TASK PROMPT >>
Write out all of the entries exactly, please.

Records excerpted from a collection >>
------------------------------------
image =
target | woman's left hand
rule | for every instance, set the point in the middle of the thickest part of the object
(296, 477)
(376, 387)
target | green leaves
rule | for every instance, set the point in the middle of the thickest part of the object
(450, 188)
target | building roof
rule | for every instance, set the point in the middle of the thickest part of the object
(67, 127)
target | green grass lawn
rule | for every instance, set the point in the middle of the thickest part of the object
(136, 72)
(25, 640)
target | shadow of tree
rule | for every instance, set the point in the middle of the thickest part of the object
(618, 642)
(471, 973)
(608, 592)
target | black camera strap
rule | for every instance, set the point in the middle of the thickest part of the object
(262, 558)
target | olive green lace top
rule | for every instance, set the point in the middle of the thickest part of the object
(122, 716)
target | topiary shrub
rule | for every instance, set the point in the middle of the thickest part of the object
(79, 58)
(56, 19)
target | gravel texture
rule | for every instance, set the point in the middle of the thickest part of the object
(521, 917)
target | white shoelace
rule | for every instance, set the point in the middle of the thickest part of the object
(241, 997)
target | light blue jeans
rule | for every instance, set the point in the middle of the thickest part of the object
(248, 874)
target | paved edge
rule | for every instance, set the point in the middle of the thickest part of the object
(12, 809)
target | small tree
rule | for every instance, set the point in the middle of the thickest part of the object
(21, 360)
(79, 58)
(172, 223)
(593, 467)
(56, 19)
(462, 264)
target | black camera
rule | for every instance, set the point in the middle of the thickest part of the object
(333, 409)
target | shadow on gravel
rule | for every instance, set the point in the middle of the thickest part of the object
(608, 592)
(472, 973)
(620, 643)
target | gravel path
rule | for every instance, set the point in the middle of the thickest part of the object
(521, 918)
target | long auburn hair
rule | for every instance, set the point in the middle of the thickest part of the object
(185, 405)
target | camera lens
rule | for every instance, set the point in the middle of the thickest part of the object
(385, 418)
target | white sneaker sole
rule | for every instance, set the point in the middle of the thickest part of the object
------------------------------------
FULL SOLUTION >>
image =
target | woman's left hand
rule | for every instance, set the point in the middle of the thickest part of the object
(296, 477)
(376, 387)
target | green leaves
rule | for every instance, set the point in the middle of the thickest part of the object
(450, 188)
target | building roof
rule | for every instance, set the point in the middle of the thickest part of the object
(67, 127)
target | green grass lawn
rule | for every instance, set the point in the middle of the thickest part of the object
(136, 72)
(25, 640)
target | shadow of tree
rule | for every instance, set the point in the middle of the thickest part of the object
(618, 642)
(471, 973)
(608, 592)
target | black camera strap
rule | for every instance, set the point in the middle of the thickest part of the object
(262, 558)
target | olive green lace top
rule | for every instance, set the point in the middle of the thickest part of the object
(122, 716)
target | topiary shrub
rule | for every instance, set the point in the middle of the thickest part of the object
(79, 58)
(56, 19)
target | gravel texture
rule | for every instance, set the point in the middle of the thickest part of the object
(521, 917)
target | white shoelace
rule | for every instance, set the point in the middle of the thickest part of the object
(241, 997)
target | light blue jeans
rule | for every instance, set the point in the middle of the thickest part of the object
(248, 874)
target | paved edge
rule | for every instance, set the point in the middle of the thickest part of the object
(12, 809)
target | small tree
rule | for every instance, set the point in the middle of the thickest part of the object
(21, 360)
(79, 58)
(172, 223)
(593, 467)
(56, 19)
(462, 264)
target | black camera
rule | for every instance, set the point in the middle of the thickest part of the object
(333, 409)
target | shadow on gravel
rule | for every instance, set the point in the middle of the thickest part of the object
(608, 592)
(472, 973)
(620, 643)
target | gravel path
rule | for every instance, set the point in the middle of the thickest part of the object
(521, 918)
target | long auburn hair
rule | for every instance, set the point in the middle of the thickest part of the object
(185, 405)
target | camera lens
rule | for every instance, set the point in the middle of the thickest part of the object
(385, 418)
target | white sneaker sole
rule | for every instance, set the point in the middle of the thickest part of the object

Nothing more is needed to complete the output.